Each record that follows is to be duplicated exactly, though its pictures are not.
(Material for this exercise)
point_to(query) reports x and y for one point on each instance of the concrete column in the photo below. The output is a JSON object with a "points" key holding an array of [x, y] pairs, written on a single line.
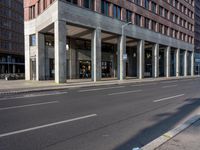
{"points": [[96, 55], [72, 59], [60, 32], [140, 59], [121, 50], [14, 68], [185, 63], [97, 6], [80, 3], [40, 57], [27, 58], [192, 63], [47, 66], [177, 62], [155, 64], [167, 61]]}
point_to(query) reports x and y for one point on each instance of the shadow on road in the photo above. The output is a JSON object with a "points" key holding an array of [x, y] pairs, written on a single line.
{"points": [[171, 119]]}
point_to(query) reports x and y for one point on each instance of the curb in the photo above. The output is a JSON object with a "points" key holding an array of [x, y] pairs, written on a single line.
{"points": [[169, 135], [63, 87]]}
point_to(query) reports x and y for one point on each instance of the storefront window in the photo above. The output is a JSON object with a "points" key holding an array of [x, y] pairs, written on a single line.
{"points": [[106, 67], [85, 69]]}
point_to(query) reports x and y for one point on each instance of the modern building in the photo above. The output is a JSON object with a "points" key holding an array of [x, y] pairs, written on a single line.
{"points": [[197, 37], [11, 37], [73, 39]]}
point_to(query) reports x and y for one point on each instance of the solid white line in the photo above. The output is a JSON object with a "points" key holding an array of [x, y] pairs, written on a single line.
{"points": [[144, 84], [90, 90], [167, 98], [29, 105], [32, 95], [45, 126], [169, 86], [125, 92]]}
(End Material for this exercise)
● **Answer space**
point_to(query) reports x and y for one point on each instance of the concrete column in the photo below. The output is a JSON object with a "points" key holding an array of [x, y] pairs, written on a single line.
{"points": [[96, 55], [72, 59], [60, 32], [140, 59], [121, 50], [14, 68], [185, 63], [97, 6], [80, 3], [40, 57], [27, 58], [192, 63], [47, 66], [177, 62], [155, 64], [167, 61]]}
point_to(query) reports x and y for one point on each instance of the shadow on road in the photo above. The output is a JSON object with a "points" key holding an array of [x, y] pairs, written on a single line.
{"points": [[171, 119]]}
point_to(query) reports x and y for one point on each instance of the curb in the photo above. The output is a JSON object with a "points" key holding an array of [x, y] pairs, written on a single line.
{"points": [[169, 135], [63, 87]]}
point_to(query) reports x and y for one point on each instance of the storefront window in the photo above. The output is a JSON object with a "points" key holding an array of [x, y] pairs, written on a single line.
{"points": [[106, 67], [85, 69]]}
point_to(query) reports x and y for one point on each instance of the modern building in the photo above. The output is a JSON object with a "points" key holding an array of [x, y] pairs, written on a single line.
{"points": [[197, 37], [11, 37], [73, 39]]}
point_to(query) reports x and y for one point on each instance of the solid white line in the photo above. The output is a JSON object with a "points" key holding an array of [x, y] pairs, written on a single line.
{"points": [[144, 84], [90, 90], [167, 98], [29, 105], [32, 95], [45, 126], [169, 86], [125, 92]]}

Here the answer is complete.